Text block>
——
Nigeria, like many other modern societies, has embraced democracy, and in a true democracy, power resides in the people, and the people make up the communities. It may therefore be more appropriate to democratise and decentralise the media by encouraging communities to own them and operate them in a way that education, including democratic education, can be promoted at the grassroots. This is in tandem with the view of Uche (1999) that:

(1) Democracy would remain a sham in Africa unless African youths and children are exposed to learning about democratic values, principles and systems from early childhood in primary, post primary and tertiary institutions.
(2) Mass communication or mass media have a major role to play in the curriculum for theeducation for democratic form of governance and politics of the African youth and children.

One of the ways to promote democratic education would of course, be to be educated via a democratised media, based in the people's community, owned by the people of the community, for the benefit of the people in the community.
——
Information supplied>

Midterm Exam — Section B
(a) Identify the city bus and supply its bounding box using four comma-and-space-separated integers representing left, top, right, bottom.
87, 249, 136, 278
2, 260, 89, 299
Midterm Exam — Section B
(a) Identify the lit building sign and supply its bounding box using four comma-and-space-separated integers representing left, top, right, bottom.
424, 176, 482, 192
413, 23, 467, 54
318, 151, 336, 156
——
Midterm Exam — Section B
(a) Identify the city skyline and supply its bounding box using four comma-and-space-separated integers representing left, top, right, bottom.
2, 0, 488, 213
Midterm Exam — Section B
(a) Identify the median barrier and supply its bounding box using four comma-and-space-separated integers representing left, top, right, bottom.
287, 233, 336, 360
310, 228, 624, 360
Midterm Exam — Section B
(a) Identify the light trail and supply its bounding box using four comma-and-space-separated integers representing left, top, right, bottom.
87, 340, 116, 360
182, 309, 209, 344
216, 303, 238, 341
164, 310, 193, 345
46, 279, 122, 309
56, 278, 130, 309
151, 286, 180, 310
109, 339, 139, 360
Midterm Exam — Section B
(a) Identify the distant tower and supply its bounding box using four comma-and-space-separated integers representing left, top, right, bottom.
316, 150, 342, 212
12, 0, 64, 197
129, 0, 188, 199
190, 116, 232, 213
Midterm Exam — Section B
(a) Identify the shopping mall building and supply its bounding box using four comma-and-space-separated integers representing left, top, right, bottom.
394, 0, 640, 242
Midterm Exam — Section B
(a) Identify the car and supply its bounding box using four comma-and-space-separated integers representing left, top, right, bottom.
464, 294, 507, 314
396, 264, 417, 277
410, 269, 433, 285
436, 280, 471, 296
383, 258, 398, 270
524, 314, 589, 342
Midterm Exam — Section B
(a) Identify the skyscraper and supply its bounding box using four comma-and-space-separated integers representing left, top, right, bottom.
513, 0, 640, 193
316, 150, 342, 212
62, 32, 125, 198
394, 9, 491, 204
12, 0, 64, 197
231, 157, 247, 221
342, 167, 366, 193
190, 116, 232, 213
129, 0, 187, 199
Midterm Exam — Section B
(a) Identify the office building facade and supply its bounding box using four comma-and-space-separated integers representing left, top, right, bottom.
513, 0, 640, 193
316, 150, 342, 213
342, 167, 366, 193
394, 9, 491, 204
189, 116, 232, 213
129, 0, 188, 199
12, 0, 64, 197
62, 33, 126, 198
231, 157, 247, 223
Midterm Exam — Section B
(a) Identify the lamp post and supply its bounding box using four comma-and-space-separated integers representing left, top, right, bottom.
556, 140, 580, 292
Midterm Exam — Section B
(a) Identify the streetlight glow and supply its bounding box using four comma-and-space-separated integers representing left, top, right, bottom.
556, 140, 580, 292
——
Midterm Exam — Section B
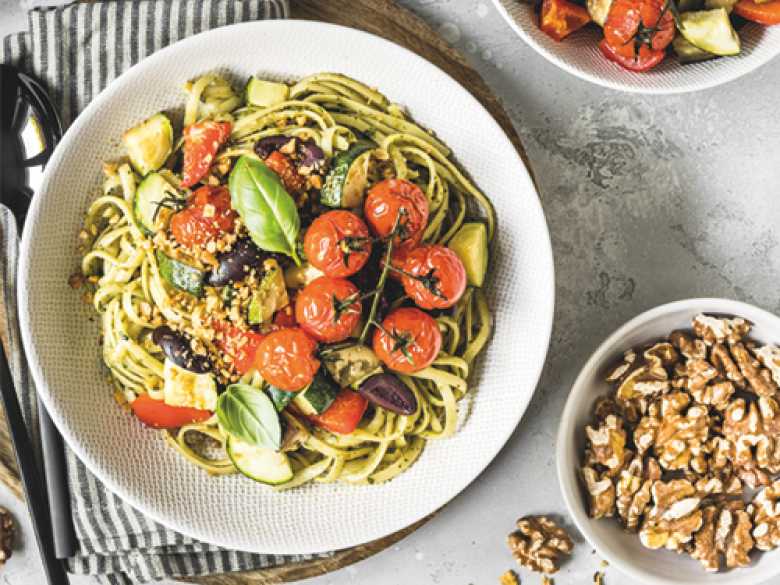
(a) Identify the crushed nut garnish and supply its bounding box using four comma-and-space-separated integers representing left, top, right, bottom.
——
Work to complete>
• 1. List the types of institutions that the passage on democratic education and community media in Nigeria names as places where youths and children should learn about democracy.
• 2. Render this sentence from the passage on democratic education and community media in Nigeria into Spanish: "One of the ways to promote democratic education would of course, be to be educated via a democratised media, based in the people's community, owned by the people of the community, for the benefit of the people in the community."
• 3. Carry the passage on democratic education and community media in Nigeria forward from its last sentence.
The records have no connection to the passage on democratic education and community media in Nigeria.

Results in order>
• 1.
- Primary institutions
- Post primary institutions
- Tertiary institutions

• 2. Una de las formas de promover la educación democrática sería, por supuesto, educarse a través de unos medios democratizados, asentados en la comunidad del pueblo, propiedad de la gente de la comunidad y en beneficio de la gente de la comunidad.

• 3.
Opubor (in Nwuneli ed. 1985:144) reports that “we know that most Nigerians obtain most of their information from radio, which is the most widespread and accessible medium, especially in the rural areas”. Since the UBE programme is designed to reach all Nigerians, including the majority who live in the rural areas, radio stations based in such rural areas would create a double advantage as they are both accessible and acceptable to the communities that own them.
Kasoma's (2002:31) view on this subject is that a community radio station gives members of the community a sense of mutual trust and responsibility. In his words,… Because they own the station, they feel responsible to it for any benefits it provides as well as any bad effects it may generate in the community. If the station is not providing the services it is supposed to provide, the community would not blame anybody but itself. Conversely, if the station is doing everything to the people's satisfaction, members of the community would congratulate one another for having a good station.
Kasoma goes on to add that:
This is not possible with regard to a national radio station where citizens hardly feel any sense of belonging and mutual togetherness. In case of a national radio station, the people usually refer to it as “them” and to community they belong as “us”. What the (national) station does is “its own business” for which the people do not feel responsible. (parenthesis mine).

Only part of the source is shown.